Could you reproduce word for word the lines of the records below, beginning at the line that contains "Teacher note: indicate the tree" and stopping after the final line of the records?

Records from a data source
____

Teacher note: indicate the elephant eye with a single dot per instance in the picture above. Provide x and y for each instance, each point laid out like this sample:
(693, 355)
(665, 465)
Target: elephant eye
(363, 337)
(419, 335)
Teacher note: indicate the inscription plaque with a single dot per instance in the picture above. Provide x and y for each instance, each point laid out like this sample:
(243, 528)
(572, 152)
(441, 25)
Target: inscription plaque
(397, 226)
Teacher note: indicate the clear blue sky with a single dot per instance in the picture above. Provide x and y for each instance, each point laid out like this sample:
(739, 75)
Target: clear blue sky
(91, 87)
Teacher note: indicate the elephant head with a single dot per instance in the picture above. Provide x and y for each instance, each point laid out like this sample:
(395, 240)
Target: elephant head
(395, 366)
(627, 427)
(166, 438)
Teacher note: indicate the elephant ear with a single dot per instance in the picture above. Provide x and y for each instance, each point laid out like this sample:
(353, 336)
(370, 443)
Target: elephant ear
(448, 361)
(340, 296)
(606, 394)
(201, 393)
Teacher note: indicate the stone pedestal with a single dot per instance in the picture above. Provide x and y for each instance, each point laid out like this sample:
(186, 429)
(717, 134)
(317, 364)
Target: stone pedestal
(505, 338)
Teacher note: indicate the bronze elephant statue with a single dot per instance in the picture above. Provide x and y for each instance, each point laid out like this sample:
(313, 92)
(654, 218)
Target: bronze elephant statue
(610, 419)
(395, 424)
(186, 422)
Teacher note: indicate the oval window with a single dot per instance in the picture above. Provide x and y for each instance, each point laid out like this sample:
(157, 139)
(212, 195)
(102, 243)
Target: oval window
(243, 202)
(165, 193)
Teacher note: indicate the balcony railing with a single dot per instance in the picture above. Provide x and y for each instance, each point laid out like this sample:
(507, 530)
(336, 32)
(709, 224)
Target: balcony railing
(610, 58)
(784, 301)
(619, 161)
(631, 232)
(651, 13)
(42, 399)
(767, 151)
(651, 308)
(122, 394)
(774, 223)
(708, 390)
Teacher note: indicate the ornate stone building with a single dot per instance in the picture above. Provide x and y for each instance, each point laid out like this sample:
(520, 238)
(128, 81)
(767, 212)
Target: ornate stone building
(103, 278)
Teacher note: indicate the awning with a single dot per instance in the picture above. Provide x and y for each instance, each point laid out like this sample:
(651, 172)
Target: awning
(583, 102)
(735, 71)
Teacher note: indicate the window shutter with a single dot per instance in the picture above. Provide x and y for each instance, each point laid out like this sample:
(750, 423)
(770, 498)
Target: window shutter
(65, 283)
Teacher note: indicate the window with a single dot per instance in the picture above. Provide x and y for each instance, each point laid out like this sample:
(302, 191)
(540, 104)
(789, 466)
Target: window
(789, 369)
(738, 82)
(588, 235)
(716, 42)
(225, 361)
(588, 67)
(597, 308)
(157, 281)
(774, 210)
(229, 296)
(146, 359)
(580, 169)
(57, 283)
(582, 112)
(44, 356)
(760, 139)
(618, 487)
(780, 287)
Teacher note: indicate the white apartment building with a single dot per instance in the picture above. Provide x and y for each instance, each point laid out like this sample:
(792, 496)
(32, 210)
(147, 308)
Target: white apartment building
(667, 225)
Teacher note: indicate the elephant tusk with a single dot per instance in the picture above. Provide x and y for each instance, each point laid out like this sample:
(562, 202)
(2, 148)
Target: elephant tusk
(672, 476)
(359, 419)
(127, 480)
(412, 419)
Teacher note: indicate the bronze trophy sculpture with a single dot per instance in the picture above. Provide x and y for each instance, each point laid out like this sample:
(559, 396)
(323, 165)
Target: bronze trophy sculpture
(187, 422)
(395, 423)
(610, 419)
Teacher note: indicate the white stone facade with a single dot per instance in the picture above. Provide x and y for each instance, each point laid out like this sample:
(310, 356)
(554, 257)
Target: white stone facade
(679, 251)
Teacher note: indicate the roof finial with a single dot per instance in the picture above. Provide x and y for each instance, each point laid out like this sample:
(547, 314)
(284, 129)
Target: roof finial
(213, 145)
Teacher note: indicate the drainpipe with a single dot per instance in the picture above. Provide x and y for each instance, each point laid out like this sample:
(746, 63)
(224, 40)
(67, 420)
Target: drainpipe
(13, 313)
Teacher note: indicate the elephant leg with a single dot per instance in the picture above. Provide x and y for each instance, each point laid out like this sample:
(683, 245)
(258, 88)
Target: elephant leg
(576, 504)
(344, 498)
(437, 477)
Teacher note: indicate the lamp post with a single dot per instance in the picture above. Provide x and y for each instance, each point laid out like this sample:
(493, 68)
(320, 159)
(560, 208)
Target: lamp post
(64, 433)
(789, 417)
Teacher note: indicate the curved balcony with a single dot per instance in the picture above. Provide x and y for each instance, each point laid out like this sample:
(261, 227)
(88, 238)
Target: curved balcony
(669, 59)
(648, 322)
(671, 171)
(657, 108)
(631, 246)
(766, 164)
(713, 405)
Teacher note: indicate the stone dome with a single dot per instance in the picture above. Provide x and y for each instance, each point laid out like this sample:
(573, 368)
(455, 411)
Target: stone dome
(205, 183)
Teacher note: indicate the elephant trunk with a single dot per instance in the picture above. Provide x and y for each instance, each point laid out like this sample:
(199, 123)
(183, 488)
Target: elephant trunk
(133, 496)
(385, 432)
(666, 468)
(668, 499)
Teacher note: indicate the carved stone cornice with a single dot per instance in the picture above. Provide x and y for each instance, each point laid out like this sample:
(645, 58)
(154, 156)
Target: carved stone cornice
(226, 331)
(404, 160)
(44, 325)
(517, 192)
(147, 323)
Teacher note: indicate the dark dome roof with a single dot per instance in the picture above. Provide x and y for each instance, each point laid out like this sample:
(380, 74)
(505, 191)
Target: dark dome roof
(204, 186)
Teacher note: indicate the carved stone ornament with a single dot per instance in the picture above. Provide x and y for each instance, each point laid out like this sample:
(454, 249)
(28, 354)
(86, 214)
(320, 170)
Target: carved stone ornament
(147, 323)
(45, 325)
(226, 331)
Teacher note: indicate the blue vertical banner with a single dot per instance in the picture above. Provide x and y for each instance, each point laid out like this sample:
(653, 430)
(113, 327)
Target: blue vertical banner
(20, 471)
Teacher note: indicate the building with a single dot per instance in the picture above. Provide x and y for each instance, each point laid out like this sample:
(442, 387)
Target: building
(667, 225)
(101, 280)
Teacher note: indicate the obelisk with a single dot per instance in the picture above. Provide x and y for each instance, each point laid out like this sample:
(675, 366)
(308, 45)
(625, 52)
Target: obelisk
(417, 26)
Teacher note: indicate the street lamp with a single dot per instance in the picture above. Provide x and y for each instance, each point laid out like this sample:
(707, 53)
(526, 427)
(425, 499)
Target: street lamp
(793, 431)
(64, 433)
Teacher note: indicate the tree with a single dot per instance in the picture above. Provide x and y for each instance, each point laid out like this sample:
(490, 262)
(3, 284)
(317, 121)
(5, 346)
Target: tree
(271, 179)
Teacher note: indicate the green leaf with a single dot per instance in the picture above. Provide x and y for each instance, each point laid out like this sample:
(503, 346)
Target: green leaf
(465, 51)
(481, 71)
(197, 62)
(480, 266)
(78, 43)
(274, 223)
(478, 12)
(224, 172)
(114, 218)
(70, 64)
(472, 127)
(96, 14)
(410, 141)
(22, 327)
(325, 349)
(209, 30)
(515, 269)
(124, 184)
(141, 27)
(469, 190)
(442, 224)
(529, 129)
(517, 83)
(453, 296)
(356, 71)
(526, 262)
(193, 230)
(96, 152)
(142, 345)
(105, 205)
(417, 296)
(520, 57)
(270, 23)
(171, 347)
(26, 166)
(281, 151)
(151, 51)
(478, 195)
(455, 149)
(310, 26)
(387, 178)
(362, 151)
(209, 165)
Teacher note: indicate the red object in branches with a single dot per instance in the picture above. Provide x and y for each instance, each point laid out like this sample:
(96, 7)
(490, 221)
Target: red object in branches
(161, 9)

____

Answer to the exercise
Teacher note: indicate the tree with a single dot per instance in the picture above. Provide x and y for each instance, each point laid out like this sample:
(490, 262)
(3, 284)
(317, 121)
(5, 346)
Target: tree
(271, 179)
Teacher note: indicate the green leaf with a single dot per instance in the picture above. Provide x and y for each instance, each point laid out like this sample:
(503, 346)
Target: green leaf
(465, 51)
(481, 71)
(197, 62)
(480, 266)
(78, 43)
(274, 223)
(478, 12)
(224, 172)
(114, 218)
(70, 64)
(472, 127)
(96, 14)
(410, 141)
(22, 327)
(325, 349)
(209, 30)
(515, 269)
(124, 184)
(141, 27)
(469, 190)
(442, 224)
(529, 129)
(517, 83)
(453, 296)
(356, 71)
(526, 262)
(193, 230)
(96, 152)
(142, 345)
(105, 205)
(417, 296)
(520, 57)
(270, 23)
(171, 347)
(26, 166)
(281, 151)
(151, 51)
(478, 195)
(455, 149)
(310, 26)
(387, 178)
(362, 151)
(209, 165)
Teacher note: indicate the red object in branches with a single dot per instance in the picture above. Provide x and y for each instance, each point laid out like this sample:
(96, 7)
(490, 221)
Target: red object in branches
(161, 9)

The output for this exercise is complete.